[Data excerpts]
= = = = =
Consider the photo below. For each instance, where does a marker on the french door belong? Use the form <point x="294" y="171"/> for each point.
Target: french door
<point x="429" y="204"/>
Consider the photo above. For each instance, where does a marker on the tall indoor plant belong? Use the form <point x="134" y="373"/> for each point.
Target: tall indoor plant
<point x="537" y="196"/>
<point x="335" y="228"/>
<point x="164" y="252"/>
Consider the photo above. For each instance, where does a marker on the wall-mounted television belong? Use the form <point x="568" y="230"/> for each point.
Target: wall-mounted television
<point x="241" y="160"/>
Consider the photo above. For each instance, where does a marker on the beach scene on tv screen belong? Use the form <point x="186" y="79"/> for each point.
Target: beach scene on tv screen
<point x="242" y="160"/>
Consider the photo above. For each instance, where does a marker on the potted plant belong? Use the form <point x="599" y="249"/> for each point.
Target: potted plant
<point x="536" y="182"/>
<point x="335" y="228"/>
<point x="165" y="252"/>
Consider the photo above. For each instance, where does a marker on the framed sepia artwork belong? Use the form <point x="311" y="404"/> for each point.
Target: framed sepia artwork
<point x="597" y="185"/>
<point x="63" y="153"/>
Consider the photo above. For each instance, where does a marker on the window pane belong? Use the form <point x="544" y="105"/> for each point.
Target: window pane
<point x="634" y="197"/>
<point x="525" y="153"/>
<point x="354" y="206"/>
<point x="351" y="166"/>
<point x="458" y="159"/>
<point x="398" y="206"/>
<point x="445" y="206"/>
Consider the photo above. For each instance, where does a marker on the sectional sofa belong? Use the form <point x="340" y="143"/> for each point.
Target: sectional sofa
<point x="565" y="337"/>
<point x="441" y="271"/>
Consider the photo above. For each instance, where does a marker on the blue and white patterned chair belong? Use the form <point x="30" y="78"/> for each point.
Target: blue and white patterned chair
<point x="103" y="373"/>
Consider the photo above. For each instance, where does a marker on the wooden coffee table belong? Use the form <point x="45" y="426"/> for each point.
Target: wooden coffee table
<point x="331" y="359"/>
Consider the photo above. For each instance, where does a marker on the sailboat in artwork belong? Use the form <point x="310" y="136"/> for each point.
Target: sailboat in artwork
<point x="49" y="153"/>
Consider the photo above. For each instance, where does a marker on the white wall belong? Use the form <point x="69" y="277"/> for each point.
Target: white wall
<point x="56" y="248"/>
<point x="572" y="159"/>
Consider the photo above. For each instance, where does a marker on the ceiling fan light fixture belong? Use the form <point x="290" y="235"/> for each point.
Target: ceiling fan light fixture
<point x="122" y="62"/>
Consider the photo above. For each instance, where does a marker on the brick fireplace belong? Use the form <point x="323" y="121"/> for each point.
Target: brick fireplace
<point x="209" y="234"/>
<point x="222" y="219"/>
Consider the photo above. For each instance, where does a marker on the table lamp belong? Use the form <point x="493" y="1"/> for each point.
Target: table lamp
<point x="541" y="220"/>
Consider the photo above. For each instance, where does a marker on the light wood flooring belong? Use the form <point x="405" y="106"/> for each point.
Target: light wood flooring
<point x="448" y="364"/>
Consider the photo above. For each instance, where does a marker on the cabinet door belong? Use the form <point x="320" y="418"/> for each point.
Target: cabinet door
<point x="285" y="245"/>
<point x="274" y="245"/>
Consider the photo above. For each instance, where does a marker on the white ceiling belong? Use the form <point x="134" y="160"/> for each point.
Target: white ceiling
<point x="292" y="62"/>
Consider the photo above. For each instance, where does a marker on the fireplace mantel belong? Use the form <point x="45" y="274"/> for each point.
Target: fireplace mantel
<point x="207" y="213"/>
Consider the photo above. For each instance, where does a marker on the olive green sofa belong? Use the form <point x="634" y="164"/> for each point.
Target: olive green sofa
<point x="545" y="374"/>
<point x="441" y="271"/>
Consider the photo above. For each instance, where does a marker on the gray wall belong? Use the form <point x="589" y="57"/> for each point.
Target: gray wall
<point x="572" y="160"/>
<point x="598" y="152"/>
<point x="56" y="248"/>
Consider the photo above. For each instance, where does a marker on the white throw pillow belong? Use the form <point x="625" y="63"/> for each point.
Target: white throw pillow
= = = = =
### What is needed:
If a line of the data above contains "throw", copy it out.

### Task result:
Consider the photo above. For each instance, where does a marker on the white throw pillow belong? Use the form <point x="625" y="63"/> for each point.
Target: white throw pillow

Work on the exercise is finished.